Directions ->
Below are records; count the lines among them that include the string "weed", and state only the number.

--- START ---

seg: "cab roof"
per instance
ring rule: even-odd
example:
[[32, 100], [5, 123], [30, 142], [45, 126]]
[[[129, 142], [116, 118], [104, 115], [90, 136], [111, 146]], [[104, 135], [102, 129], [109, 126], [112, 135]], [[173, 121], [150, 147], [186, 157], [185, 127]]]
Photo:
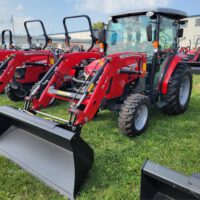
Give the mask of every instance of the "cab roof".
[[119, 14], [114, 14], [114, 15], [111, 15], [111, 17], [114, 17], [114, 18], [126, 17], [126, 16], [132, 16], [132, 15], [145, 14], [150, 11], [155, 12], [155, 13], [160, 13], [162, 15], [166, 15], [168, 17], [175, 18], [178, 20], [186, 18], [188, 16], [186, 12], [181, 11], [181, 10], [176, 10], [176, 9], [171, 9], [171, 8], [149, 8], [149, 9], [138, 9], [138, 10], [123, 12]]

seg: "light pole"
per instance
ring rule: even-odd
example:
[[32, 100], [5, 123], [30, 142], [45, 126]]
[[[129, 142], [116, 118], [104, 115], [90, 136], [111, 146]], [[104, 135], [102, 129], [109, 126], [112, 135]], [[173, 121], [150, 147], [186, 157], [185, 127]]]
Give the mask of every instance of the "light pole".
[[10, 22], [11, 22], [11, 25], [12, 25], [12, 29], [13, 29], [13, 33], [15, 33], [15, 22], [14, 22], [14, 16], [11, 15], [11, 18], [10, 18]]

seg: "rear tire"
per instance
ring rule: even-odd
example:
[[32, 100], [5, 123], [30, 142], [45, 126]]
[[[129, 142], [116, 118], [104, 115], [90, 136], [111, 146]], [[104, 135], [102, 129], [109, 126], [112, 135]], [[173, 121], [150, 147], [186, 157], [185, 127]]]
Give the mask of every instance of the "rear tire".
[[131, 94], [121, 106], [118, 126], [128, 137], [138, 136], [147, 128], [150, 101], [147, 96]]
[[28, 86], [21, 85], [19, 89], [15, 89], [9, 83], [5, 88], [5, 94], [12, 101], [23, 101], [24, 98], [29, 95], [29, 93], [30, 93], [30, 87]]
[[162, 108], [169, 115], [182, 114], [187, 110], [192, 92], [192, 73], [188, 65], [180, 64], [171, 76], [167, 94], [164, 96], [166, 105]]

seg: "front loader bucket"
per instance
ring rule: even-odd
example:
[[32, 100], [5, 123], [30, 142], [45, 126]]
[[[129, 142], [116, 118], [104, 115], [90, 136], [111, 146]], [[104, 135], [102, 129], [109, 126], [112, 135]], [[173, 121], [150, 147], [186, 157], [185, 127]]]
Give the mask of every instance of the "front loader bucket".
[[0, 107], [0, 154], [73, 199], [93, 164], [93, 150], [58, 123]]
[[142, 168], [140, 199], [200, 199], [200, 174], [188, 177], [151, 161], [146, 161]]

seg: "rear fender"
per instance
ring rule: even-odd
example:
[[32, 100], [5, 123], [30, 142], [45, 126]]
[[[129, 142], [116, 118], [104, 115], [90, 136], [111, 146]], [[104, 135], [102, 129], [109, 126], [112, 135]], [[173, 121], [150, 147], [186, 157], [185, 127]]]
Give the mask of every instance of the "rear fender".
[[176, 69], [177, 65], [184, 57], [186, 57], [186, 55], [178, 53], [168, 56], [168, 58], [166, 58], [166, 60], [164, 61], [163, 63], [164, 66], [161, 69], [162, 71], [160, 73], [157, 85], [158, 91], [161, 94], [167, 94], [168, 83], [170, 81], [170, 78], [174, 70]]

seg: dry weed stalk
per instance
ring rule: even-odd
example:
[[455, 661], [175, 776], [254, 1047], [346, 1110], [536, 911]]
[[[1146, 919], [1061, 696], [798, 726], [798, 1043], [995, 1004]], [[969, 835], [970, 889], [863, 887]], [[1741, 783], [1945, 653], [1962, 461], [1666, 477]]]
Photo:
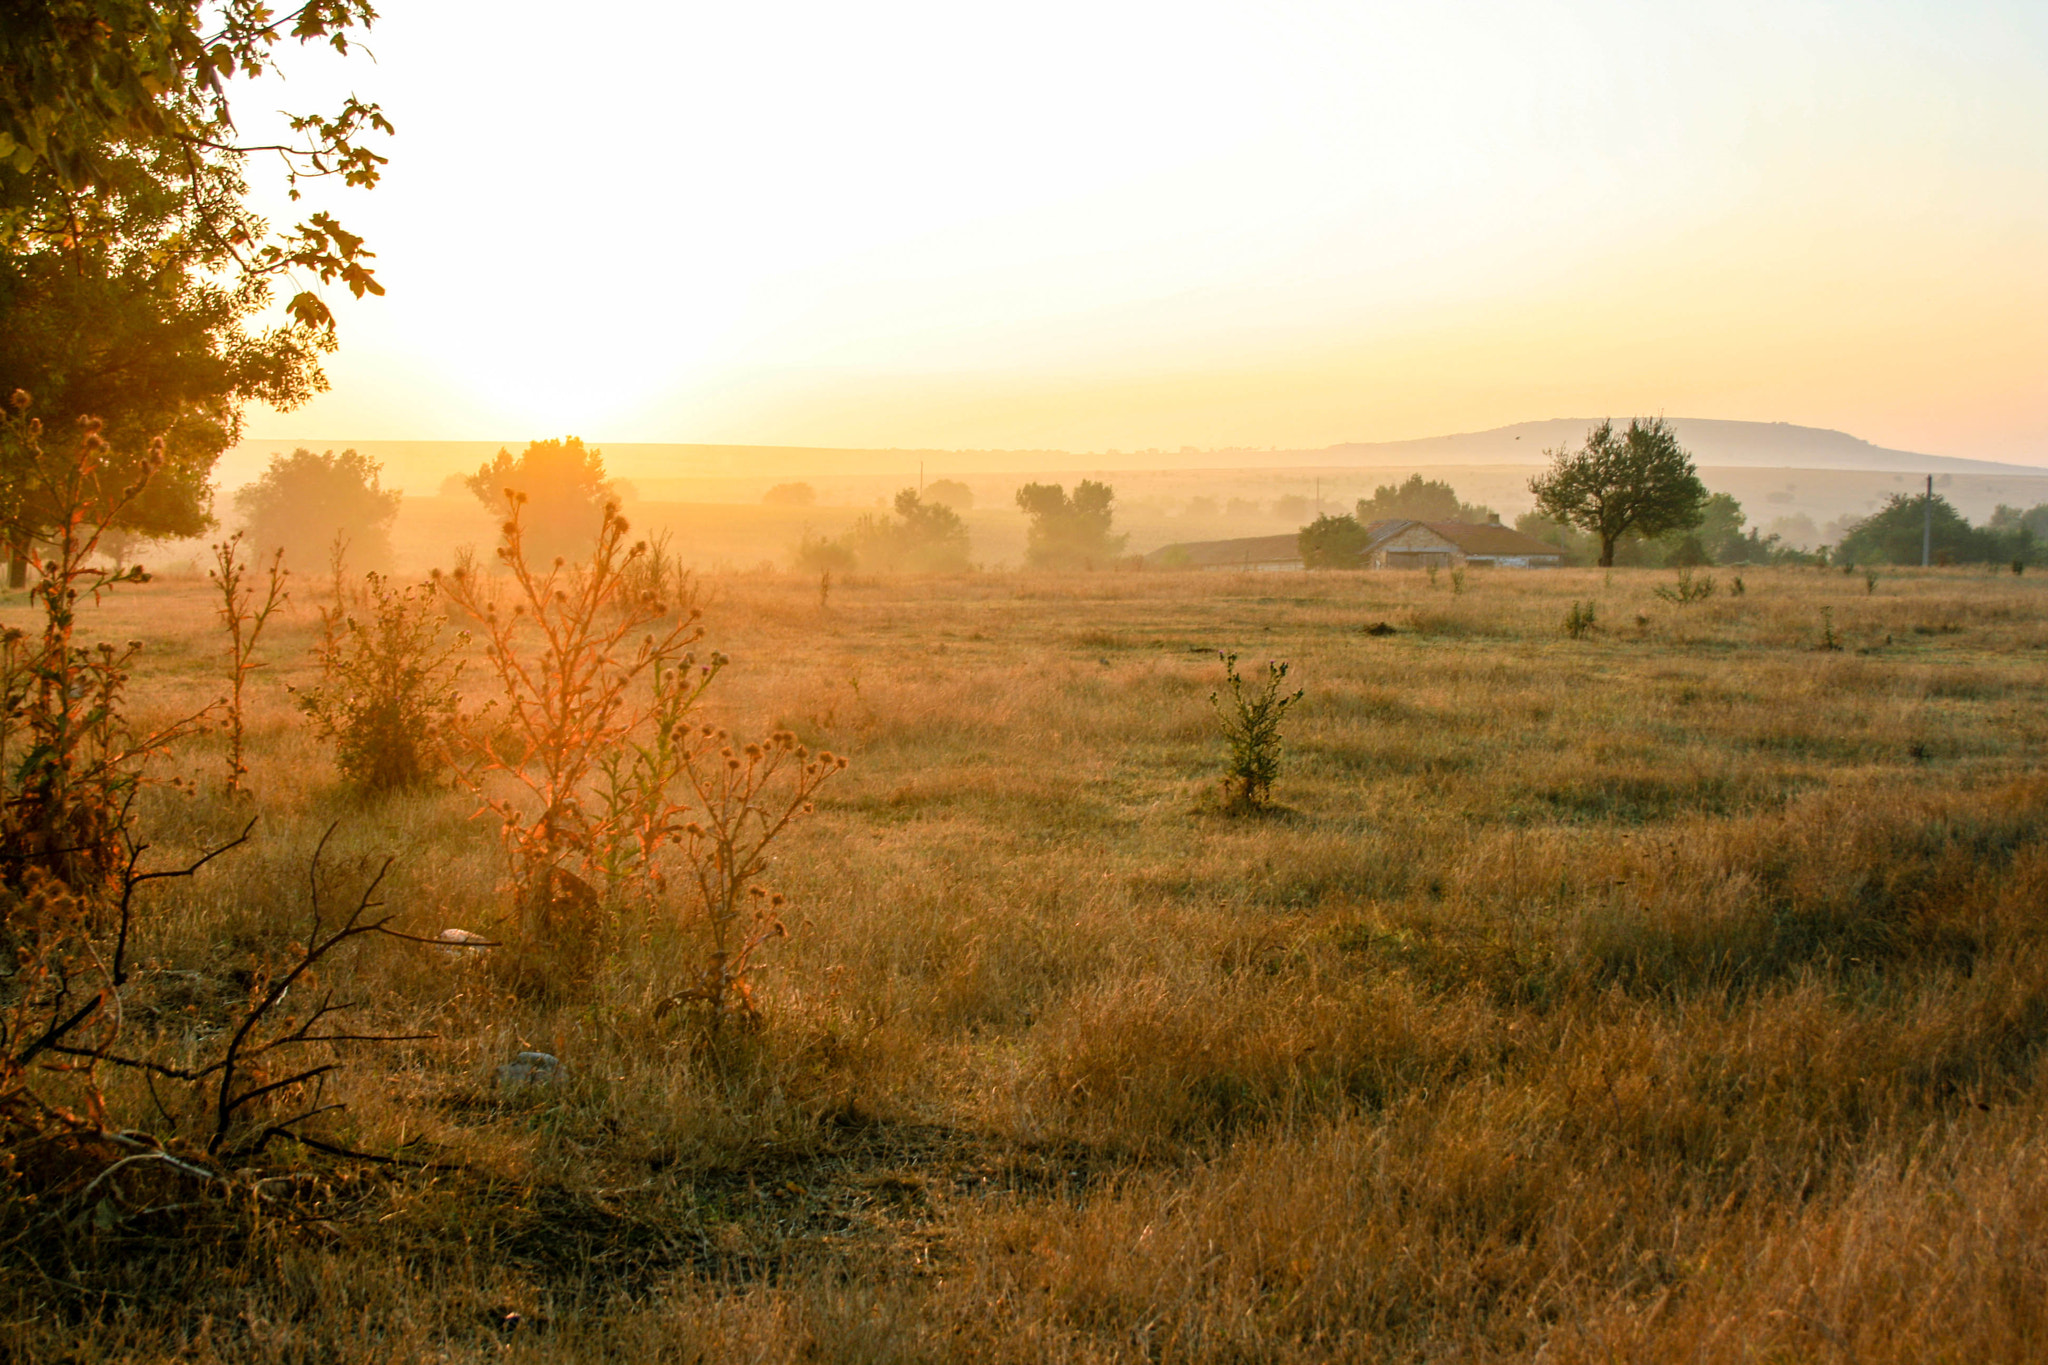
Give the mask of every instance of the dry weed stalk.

--- END ---

Answer to this task ->
2